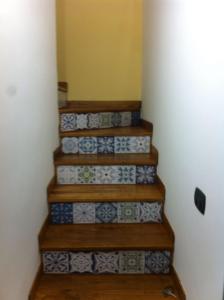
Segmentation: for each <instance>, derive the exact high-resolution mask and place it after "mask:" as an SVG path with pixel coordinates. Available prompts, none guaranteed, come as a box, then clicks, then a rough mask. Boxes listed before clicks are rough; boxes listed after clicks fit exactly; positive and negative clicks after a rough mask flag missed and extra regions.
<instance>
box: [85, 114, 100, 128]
mask: <svg viewBox="0 0 224 300" xmlns="http://www.w3.org/2000/svg"><path fill="white" fill-rule="evenodd" d="M99 127H100V114H99V113H96V114H91V113H90V114H88V128H90V129H91V128H99Z"/></svg>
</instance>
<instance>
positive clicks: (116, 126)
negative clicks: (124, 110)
mask: <svg viewBox="0 0 224 300" xmlns="http://www.w3.org/2000/svg"><path fill="white" fill-rule="evenodd" d="M121 119H122V113H120V112H115V113H113V114H112V119H111V122H112V125H113V127H119V126H121Z"/></svg>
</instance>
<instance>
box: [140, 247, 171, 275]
mask: <svg viewBox="0 0 224 300" xmlns="http://www.w3.org/2000/svg"><path fill="white" fill-rule="evenodd" d="M170 266H171V253H170V252H169V251H162V252H161V251H148V252H146V254H145V273H148V274H168V273H169V272H170Z"/></svg>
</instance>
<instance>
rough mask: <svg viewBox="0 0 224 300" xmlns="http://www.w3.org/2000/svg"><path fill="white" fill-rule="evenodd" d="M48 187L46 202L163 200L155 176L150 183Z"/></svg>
mask: <svg viewBox="0 0 224 300" xmlns="http://www.w3.org/2000/svg"><path fill="white" fill-rule="evenodd" d="M54 181H55V179H54V180H53V182H52V183H51V184H50V185H49V188H48V202H49V203H56V202H85V201H91V202H100V201H111V202H122V201H129V202H132V201H144V200H145V201H158V200H160V201H164V197H165V188H164V185H163V184H162V182H161V181H160V180H159V178H157V181H156V183H155V184H151V185H85V186H84V185H59V184H55V183H54Z"/></svg>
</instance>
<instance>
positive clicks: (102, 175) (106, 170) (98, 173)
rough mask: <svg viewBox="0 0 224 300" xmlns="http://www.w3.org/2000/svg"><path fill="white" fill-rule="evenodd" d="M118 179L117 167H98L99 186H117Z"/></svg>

::::

BRIEF:
Among the lines of the material above, find those with the word "positive". Copy each one.

RESPONSE TO THE EXERCISE:
Segmentation: for each <instance>, derive the exact high-resolution mask and place it after "mask:" as an SVG path with pixel coordinates. Available prompts, none guaranteed, come as a box, then clicks, then a rough mask. Boxes listed before clicks are rough; boxes listed after clicks fit exactly; positive and negative clicks after a rough mask flag missed and extra regions.
positive clicks: (116, 126)
positive clicks: (102, 175) (106, 170) (98, 173)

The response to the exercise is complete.